Source excerpt:
********

Hi,

Am Feb 25, 2011 um 12:48 PM schrieb Dirk Reiners <[email protected]>:

> 
>    Hi Gerrit,
> 
> On 02/24/2011 06:33 PM, Gerrit Voß wrote:
>> 
>> It should not, if the cvs on sf is back and will work for a while
>> (does anybody know for how long)
> 
> From what I can tell there are no plans to stop supporting CVS. They 
> recommend 
> not using it for new stuff, but I can't see an end-of-life date for CVS.
> 
> The one thing that's not working right now is email from the SCM servers, but 
> that's true for git, too. Not sure if that's a general problems or just not 
> done 
> yet.

From what I read it seems a temporary problem that affects all scms right
now, some scripts/modules missing.


>> I do not see the need to keep the git
>> mirror around for longer, so I will push the changes back to sf and
>> remove it. And if it is back for good, do we really want to move 1.x to
>> a different scm. At least I would like to avoid having 1 and 2 as
>> different branches in the same repository if there is no technical
>> element that forces us to do so.

********

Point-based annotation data
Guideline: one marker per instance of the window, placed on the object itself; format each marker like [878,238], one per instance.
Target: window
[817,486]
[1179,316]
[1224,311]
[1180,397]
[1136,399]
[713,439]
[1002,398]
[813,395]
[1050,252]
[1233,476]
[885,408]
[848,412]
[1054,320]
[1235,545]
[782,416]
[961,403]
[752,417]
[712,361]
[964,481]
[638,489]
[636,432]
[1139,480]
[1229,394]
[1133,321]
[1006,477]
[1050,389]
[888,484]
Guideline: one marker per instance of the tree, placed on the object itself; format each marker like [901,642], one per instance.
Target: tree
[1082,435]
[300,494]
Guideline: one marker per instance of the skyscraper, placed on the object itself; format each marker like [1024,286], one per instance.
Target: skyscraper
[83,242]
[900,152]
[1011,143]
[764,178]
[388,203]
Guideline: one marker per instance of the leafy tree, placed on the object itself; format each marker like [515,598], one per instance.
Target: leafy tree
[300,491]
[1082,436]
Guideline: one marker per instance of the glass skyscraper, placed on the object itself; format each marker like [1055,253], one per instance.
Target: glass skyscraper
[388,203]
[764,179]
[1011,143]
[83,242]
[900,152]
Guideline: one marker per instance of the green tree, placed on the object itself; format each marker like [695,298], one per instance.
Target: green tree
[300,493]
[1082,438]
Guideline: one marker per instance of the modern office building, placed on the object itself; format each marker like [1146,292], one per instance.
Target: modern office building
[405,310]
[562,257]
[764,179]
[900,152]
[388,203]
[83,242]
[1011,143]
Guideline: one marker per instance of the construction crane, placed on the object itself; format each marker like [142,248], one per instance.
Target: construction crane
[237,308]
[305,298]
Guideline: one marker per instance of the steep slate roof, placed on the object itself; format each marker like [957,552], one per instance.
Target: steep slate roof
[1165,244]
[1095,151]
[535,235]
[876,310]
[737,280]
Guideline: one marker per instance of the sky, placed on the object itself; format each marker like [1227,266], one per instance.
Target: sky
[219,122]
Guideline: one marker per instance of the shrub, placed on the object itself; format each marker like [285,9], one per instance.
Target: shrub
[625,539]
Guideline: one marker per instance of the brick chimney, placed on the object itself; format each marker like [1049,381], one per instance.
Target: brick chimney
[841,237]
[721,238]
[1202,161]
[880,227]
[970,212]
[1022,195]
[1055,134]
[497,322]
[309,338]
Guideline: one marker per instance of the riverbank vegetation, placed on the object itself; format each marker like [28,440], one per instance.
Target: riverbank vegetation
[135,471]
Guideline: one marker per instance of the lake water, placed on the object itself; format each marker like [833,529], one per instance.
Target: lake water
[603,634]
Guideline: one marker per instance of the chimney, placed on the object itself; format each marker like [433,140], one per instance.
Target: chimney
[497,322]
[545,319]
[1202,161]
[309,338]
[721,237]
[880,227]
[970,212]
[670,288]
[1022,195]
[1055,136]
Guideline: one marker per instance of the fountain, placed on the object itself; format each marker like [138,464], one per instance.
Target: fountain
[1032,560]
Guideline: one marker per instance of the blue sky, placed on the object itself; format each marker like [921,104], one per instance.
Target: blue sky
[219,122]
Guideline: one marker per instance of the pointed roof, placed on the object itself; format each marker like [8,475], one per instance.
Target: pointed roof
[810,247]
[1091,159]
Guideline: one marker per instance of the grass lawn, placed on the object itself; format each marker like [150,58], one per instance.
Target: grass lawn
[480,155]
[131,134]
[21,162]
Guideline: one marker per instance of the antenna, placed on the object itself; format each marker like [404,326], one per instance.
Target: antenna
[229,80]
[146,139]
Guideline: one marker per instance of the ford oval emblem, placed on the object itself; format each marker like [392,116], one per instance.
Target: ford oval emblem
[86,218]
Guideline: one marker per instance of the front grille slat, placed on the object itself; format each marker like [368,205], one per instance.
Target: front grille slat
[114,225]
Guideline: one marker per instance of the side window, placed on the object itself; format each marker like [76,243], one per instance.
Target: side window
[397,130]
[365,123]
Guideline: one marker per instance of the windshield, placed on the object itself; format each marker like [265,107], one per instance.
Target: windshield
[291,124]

********

Stated task 1:
Write out the passage of the email from "Am Feb 25, 2011" up to and including "for how long)".
Stated task 2:
List every German word that appears in the email.

Correct output 1:
Am Feb 25, 2011 um 12:48 PM schrieb Dirk Reiners <[email protected]>:

> 
>    Hi Gerrit,
> 
> On 02/24/2011 06:33 PM, Gerrit Voß wrote:
>> 
>> It should not, if the cvs on sf is back and will work for a while
>> (does anybody know for how long)

Correct output 2:
Am, um, schrieb